_Task description_
For this exercise, return all the data word for word, with images left out.

# # # # # # #

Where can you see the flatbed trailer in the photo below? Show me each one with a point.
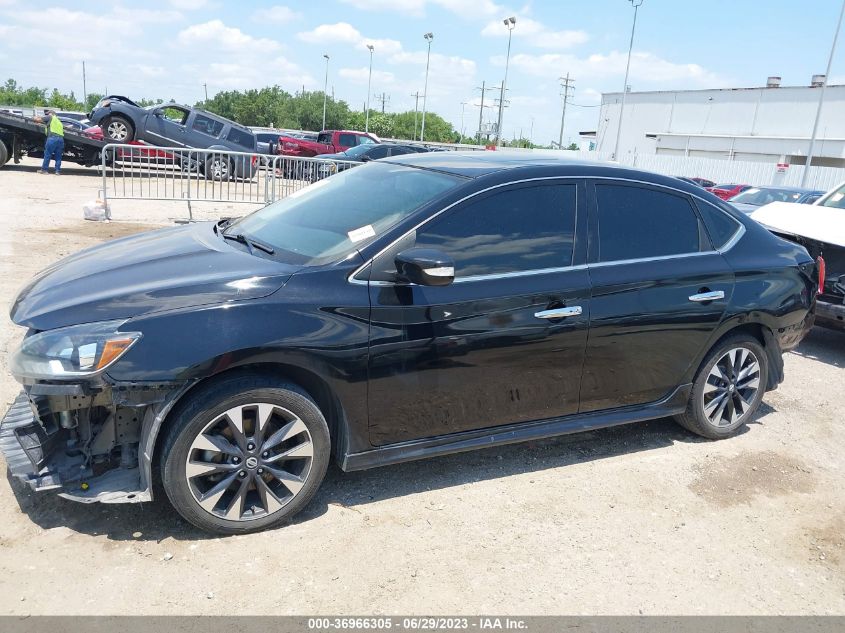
(22, 136)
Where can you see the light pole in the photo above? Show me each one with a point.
(369, 83)
(636, 4)
(325, 91)
(510, 23)
(806, 173)
(428, 37)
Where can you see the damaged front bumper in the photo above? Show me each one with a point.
(86, 444)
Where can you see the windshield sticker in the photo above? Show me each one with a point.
(363, 233)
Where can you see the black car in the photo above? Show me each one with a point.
(410, 307)
(364, 153)
(180, 126)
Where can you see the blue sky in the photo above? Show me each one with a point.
(169, 48)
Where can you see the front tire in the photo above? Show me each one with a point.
(244, 454)
(728, 388)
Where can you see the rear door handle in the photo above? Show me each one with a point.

# # # # # # #

_Task answer_
Where can you see the flatbed trailer in the photo below? Show me each one with a point.
(22, 136)
Where can you see the light pole in the photo above? Show me each one with a point.
(369, 83)
(636, 4)
(325, 91)
(510, 23)
(806, 173)
(428, 37)
Where can you see the damaged front bumper in the photo above? Show me each one with a point.
(86, 444)
Where can you see the windshield sticker in the photo above? Show me each one with a point.
(363, 233)
Where can you see the black car in the photo above? Show me each one with a point.
(410, 307)
(364, 153)
(180, 126)
Where can you see the blue sky in the photo above? Show me each one with a point.
(169, 48)
Where can you see the front tire in the photo above? Show me each one with a point.
(244, 454)
(728, 388)
Where can you see the rear door handle in the photo above? Show me each one with a point.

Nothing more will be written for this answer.